**DATASET CONTENT**
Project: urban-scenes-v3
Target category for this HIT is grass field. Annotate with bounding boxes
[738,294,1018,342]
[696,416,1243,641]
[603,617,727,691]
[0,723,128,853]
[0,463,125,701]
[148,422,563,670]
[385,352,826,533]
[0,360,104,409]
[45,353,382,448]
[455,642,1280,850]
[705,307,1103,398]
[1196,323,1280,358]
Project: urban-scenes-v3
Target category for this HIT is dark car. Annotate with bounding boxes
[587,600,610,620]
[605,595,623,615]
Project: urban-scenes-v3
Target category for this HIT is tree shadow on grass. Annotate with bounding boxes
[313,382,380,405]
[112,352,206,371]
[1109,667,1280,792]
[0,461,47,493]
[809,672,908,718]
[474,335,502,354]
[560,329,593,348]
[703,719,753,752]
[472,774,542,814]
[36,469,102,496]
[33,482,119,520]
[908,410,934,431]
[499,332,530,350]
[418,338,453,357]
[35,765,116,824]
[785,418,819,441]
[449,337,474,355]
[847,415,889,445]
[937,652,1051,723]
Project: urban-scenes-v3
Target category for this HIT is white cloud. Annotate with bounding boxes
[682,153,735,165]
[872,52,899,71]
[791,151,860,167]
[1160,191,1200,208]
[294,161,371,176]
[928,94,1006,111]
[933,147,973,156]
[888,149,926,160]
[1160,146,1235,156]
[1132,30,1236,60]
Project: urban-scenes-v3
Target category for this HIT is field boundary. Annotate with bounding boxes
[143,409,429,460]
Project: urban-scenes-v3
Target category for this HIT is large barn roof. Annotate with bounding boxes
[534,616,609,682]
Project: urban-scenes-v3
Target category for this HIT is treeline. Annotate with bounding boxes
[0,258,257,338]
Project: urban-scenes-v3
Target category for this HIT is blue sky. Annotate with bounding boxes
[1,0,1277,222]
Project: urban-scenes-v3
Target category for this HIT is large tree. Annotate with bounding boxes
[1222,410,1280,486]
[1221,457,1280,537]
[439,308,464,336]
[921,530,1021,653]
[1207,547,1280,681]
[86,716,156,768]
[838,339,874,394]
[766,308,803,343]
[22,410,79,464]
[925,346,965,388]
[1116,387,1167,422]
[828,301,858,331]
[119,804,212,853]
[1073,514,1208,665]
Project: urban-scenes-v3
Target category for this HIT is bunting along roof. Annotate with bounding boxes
* * *
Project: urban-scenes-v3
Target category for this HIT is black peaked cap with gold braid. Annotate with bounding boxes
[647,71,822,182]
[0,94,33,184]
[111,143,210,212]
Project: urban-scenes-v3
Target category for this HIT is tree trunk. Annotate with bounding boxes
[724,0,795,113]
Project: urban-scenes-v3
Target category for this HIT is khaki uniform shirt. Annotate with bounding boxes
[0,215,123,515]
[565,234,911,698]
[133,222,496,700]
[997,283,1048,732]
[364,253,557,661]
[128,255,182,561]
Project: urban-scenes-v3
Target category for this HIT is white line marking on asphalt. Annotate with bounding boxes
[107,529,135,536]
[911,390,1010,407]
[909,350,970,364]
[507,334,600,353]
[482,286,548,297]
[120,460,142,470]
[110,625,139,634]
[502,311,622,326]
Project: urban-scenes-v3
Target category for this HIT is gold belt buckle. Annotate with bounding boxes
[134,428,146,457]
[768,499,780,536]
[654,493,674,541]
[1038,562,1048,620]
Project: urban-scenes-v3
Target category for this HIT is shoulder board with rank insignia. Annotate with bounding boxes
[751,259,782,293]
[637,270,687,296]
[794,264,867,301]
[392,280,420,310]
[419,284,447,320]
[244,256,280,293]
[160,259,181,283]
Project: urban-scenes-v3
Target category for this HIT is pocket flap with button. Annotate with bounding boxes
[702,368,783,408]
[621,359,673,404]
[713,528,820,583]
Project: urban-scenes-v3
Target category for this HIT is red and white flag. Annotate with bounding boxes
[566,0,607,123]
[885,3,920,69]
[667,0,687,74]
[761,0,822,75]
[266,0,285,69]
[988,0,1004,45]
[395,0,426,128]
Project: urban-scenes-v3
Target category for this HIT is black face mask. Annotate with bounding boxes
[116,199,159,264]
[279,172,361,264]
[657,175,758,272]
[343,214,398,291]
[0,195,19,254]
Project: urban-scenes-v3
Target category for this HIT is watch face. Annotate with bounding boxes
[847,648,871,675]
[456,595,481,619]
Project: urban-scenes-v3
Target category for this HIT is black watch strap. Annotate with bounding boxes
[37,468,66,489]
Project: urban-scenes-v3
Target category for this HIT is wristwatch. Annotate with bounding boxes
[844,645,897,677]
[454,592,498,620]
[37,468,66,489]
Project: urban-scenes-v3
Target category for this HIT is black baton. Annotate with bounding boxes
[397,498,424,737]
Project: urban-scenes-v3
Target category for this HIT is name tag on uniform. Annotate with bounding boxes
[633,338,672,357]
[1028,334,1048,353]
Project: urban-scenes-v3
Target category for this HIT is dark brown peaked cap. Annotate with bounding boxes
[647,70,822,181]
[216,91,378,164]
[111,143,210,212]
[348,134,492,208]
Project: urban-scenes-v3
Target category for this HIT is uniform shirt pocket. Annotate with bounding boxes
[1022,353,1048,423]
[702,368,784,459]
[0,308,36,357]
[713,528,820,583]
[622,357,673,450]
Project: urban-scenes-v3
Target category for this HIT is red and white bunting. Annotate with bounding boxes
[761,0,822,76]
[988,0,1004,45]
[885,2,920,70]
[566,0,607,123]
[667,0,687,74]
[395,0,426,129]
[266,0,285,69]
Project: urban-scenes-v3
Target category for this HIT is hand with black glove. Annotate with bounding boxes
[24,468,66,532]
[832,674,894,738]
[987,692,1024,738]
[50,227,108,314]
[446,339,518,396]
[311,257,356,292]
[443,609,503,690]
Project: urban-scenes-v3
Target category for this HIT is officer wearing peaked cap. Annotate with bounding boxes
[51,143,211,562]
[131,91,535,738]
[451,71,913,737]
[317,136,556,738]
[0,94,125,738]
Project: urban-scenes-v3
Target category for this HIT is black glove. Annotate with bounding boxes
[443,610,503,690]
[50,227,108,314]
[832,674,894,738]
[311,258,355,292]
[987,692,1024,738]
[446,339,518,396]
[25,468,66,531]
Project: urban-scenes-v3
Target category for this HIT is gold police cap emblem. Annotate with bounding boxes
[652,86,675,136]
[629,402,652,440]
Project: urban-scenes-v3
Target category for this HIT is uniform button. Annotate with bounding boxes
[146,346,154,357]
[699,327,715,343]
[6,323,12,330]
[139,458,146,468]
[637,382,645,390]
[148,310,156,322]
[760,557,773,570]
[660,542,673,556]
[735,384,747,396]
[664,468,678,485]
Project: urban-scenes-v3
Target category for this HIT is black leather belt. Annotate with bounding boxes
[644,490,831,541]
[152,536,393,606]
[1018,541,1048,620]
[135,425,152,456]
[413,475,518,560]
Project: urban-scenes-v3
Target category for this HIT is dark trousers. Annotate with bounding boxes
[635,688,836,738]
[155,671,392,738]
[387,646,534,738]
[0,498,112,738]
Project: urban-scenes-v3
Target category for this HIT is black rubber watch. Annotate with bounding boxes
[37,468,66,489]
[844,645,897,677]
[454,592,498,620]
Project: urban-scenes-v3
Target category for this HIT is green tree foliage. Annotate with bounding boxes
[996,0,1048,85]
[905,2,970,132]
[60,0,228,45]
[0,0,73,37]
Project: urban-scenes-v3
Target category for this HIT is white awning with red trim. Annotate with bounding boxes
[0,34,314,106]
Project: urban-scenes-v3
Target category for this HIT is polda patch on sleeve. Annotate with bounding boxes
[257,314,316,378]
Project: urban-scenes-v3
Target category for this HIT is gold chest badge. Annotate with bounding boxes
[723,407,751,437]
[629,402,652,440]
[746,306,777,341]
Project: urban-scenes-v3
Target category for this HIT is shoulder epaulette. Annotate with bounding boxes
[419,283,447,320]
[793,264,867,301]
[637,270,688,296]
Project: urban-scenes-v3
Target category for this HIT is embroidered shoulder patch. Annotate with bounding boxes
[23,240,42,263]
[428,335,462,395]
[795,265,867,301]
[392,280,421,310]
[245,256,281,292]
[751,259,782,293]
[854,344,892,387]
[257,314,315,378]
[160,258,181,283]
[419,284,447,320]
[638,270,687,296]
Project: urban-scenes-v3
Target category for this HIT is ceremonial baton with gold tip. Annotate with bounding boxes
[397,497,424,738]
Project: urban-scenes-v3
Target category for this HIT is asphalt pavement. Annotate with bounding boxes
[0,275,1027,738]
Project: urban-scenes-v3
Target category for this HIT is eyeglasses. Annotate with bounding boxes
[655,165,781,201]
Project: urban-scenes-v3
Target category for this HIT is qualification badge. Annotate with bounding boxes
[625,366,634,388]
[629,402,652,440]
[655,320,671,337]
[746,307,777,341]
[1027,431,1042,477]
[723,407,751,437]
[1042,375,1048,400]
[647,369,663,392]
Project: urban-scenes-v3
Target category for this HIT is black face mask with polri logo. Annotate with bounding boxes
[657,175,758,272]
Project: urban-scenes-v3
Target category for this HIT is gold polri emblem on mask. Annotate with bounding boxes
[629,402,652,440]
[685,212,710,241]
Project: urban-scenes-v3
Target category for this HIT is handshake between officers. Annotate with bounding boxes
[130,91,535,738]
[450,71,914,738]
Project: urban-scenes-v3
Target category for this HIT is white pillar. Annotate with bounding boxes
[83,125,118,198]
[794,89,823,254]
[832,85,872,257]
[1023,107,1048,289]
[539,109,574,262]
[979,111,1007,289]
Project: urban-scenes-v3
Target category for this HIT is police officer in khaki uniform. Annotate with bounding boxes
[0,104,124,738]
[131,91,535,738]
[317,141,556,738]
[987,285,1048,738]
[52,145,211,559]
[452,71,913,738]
--
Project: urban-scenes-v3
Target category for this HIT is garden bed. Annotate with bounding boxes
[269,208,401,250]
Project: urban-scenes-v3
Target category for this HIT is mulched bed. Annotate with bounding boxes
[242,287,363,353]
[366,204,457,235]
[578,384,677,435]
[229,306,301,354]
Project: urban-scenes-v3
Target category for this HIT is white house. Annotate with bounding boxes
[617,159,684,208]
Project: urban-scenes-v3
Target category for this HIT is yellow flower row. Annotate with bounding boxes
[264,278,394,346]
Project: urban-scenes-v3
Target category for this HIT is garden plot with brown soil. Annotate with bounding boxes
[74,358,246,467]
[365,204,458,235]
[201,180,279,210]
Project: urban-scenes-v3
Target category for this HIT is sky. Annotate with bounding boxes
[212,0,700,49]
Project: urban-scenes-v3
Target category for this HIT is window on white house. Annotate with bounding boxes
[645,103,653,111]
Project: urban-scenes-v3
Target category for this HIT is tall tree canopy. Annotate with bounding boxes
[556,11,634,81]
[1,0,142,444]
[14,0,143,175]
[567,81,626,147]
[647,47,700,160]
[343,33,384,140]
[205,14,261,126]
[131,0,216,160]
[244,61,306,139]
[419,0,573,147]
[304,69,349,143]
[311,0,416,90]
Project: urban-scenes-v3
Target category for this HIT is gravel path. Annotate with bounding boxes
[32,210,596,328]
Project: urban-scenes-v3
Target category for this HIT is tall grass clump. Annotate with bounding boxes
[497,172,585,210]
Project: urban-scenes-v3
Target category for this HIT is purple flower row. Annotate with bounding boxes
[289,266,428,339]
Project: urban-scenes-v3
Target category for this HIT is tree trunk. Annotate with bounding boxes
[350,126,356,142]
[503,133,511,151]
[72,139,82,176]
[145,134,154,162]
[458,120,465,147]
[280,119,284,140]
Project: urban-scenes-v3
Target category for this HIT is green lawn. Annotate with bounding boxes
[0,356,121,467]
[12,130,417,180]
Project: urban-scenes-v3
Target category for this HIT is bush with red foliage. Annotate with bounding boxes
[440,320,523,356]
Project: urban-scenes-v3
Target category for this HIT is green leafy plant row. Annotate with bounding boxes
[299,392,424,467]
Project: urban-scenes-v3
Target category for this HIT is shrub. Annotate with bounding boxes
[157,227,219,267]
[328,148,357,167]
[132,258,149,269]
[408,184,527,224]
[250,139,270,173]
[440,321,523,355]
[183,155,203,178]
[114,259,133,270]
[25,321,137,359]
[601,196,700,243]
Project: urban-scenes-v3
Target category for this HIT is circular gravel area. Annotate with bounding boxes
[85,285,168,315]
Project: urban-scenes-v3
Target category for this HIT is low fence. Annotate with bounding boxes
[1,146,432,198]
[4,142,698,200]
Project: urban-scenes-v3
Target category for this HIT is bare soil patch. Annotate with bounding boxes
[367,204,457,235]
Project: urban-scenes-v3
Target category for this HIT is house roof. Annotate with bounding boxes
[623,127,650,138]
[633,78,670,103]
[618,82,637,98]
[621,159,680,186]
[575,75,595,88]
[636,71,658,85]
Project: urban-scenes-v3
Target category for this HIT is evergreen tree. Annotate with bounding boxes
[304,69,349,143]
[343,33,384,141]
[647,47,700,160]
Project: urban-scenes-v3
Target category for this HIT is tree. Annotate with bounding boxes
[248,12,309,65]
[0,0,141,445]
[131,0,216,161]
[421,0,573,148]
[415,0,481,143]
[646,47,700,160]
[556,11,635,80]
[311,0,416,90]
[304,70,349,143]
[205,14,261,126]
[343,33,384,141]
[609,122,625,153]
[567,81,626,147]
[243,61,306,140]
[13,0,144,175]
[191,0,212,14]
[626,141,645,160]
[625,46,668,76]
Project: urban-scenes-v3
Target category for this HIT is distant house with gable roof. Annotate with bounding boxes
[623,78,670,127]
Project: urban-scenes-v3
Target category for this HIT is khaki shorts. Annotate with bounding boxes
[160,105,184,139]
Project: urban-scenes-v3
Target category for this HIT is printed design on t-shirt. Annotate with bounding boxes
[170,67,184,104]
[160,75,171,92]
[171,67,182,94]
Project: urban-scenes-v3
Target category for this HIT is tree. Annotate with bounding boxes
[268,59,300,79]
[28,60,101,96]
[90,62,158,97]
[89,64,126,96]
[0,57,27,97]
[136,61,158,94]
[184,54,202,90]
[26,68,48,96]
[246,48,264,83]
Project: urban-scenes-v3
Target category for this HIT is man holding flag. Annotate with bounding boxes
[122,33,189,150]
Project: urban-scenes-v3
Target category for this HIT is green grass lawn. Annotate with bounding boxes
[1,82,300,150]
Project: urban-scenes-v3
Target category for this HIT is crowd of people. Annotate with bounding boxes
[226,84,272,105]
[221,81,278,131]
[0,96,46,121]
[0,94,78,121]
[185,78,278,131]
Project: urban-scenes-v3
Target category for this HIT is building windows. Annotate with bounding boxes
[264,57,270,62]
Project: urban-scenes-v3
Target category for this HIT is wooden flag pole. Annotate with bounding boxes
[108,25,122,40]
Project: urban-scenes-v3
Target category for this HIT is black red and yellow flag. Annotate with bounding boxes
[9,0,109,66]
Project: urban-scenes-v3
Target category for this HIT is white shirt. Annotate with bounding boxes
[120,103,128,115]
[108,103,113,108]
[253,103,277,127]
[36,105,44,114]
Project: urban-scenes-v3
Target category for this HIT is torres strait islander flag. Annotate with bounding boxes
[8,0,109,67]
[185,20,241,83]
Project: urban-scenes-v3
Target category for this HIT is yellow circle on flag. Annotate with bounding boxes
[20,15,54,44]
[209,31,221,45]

**EXERCISE**
Reproduce exactly the lines above from the line with "Target category for this HIT is tree shadow" to the line with "Target category for this HIT is bunting", including both, and add nothing.

**RESPONSE TO THIS EXERCISE**
Target category for this HIT is tree shadow on grass. Annotate with bounding boxes
[313,382,380,405]
[112,352,206,371]
[1109,667,1280,792]
[0,461,47,493]
[809,672,908,718]
[474,335,502,354]
[560,329,593,348]
[703,719,753,752]
[472,774,542,814]
[36,469,102,496]
[33,482,119,520]
[908,410,934,431]
[499,332,530,350]
[418,338,453,357]
[35,765,116,824]
[785,418,819,441]
[449,337,474,355]
[847,415,889,445]
[937,652,1051,723]
Project: urban-scenes-v3
Target category for this HIT is white cloud. Annotate with bounding boxes
[682,153,735,165]
[872,52,899,71]
[791,151,860,167]
[1160,191,1200,208]
[294,161,371,176]
[928,94,1006,111]
[933,147,973,156]
[888,149,926,160]
[1160,146,1235,156]
[1132,30,1236,60]
Project: urban-scenes-v3
Target category for this HIT is field boundary. Annotate with bounding boxes
[143,409,429,460]
Project: urban-scenes-v3
Target category for this HIT is large barn roof. Annotate with bounding boxes
[534,616,609,682]
Project: urban-scenes-v3
Target category for this HIT is treeline. Annotate with bounding boxes
[0,258,257,338]
Project: urban-scenes-v3
Target category for this HIT is blue sky. Annotate with bounding boxes
[1,0,1277,222]
Project: urban-scenes-v3
Target category for this HIT is large tree. Annotate with bounding boxes
[1222,410,1280,486]
[1221,457,1280,537]
[439,308,464,336]
[921,530,1021,653]
[1207,547,1280,681]
[86,716,156,768]
[838,339,874,394]
[766,308,803,343]
[22,410,79,464]
[925,346,965,388]
[1116,387,1167,422]
[828,301,858,331]
[119,804,212,853]
[1073,514,1208,665]
Project: urban-scenes-v3
Target category for this HIT is bunting along roof. Annotate with bounding boxes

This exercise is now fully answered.